>> Start Task data

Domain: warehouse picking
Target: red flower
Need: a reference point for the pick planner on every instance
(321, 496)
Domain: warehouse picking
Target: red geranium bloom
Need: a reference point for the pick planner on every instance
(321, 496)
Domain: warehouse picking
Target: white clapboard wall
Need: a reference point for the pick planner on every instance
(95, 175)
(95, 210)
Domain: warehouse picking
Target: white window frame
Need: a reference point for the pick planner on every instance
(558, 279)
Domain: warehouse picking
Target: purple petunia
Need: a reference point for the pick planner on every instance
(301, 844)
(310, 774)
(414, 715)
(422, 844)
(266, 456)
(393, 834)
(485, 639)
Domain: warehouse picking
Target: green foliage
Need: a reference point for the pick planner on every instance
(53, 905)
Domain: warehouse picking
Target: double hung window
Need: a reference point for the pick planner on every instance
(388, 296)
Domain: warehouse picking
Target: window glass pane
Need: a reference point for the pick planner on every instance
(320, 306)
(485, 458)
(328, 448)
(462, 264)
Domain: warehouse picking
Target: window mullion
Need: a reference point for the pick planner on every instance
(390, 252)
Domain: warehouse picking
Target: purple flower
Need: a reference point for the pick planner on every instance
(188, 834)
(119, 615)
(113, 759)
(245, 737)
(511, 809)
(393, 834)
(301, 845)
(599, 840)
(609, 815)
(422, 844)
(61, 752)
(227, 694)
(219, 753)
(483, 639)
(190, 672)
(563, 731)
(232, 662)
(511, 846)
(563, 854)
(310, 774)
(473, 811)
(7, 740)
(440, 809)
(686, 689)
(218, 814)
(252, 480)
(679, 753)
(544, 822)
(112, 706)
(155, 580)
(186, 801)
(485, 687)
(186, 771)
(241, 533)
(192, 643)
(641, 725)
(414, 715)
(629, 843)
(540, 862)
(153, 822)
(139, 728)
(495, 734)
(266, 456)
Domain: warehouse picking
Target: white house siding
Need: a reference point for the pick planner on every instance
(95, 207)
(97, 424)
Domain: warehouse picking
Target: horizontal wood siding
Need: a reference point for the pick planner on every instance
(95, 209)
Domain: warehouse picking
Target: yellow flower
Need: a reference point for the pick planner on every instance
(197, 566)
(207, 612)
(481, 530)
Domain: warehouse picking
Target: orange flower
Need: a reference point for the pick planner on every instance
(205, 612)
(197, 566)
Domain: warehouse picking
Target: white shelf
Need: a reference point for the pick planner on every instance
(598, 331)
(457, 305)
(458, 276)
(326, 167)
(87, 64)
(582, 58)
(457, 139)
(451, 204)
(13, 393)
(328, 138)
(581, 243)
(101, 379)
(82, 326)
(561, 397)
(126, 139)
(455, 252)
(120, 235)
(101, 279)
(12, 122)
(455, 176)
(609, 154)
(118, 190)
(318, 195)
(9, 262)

>> End Task data

◆ **Task instructions**
Write the listing out again, exactly as shown above.

◆ **Complete response**
Domain: warehouse picking
Target: red flower
Need: a reference point for the pick planner on every instance
(321, 496)
Domain: warehouse picking
Target: red geranium bloom
Need: a reference point for the pick planner on every instance
(321, 496)
Domain: warehouse picking
Target: white clapboard wall
Need: a reference point for the pick planner on every instance
(95, 175)
(95, 210)
Domain: warehouse picking
Target: white window frame
Need: a reference point for the pick planner on every instance
(558, 279)
Domain: warehouse picking
Target: purple petunia
Need: a reference point for the pick planner on every instance
(301, 844)
(310, 774)
(414, 715)
(422, 844)
(266, 456)
(393, 834)
(485, 639)
Domain: warehouse picking
Target: green foliage
Need: a reference point for the pick planner on every instance
(53, 905)
Domain: warehouse picking
Target: double hung window
Need: a reference point for the pick planner on every instance
(388, 296)
Domain: warehouse picking
Target: window glass pane
Need: a reference point for the pick planner on every instance
(320, 306)
(485, 458)
(328, 448)
(462, 264)
Domain: warehouse picking
Target: window mullion
Need: a reference point for the pick planner on every instance
(390, 252)
Domain: warehouse picking
Target: purple flower
Need: a reference point for the pick planner on every instance
(188, 834)
(119, 615)
(113, 759)
(245, 737)
(511, 809)
(393, 834)
(301, 845)
(599, 840)
(609, 815)
(422, 844)
(61, 752)
(227, 694)
(219, 753)
(483, 639)
(190, 672)
(563, 731)
(232, 662)
(511, 846)
(563, 854)
(310, 774)
(473, 811)
(7, 740)
(440, 809)
(686, 689)
(218, 814)
(252, 480)
(679, 753)
(544, 822)
(112, 706)
(155, 580)
(186, 801)
(485, 687)
(186, 771)
(241, 533)
(192, 643)
(641, 725)
(414, 715)
(629, 843)
(540, 862)
(153, 822)
(139, 728)
(495, 734)
(266, 456)
Domain: warehouse picking
Target: white house siding
Need: a reference point for the pick planner on every instance
(95, 207)
(97, 424)
Domain: warehouse picking
Target: horizontal wood siding
Need: a reference point for the pick planner on every instance
(95, 209)
Domain: warehouse picking
Target: yellow flower
Need: a reference point for the pick planner on every instance
(197, 566)
(207, 612)
(481, 530)
Domain: warehouse picking
Target: orange flower
Need: a reference point for the pick planner on every instance
(205, 612)
(197, 566)
Domain: warehouse picking
Target: white shelf
Need: a reference point for the pick planner on every instance
(598, 331)
(457, 305)
(458, 276)
(326, 167)
(87, 64)
(582, 58)
(457, 139)
(451, 204)
(13, 393)
(328, 138)
(581, 243)
(101, 379)
(82, 326)
(561, 397)
(126, 139)
(455, 252)
(120, 235)
(101, 279)
(12, 122)
(455, 176)
(609, 154)
(118, 190)
(318, 195)
(9, 262)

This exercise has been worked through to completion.